**To do:** Reproduce every entry word for word. Drop all pictures from the copy.

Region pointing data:
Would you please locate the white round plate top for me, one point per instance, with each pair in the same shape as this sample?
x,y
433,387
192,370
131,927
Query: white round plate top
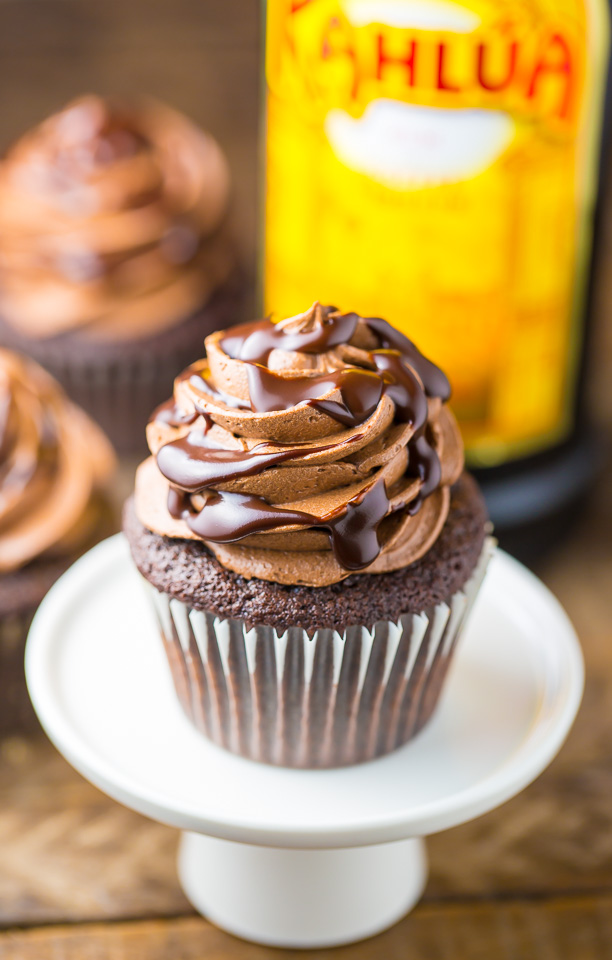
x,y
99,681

**Response to the exercise:**
Would you please locate the white round plate top for me, one point per instance, with each pair in the same shape as this sample?
x,y
433,387
192,370
131,927
Query: white round plate top
x,y
99,681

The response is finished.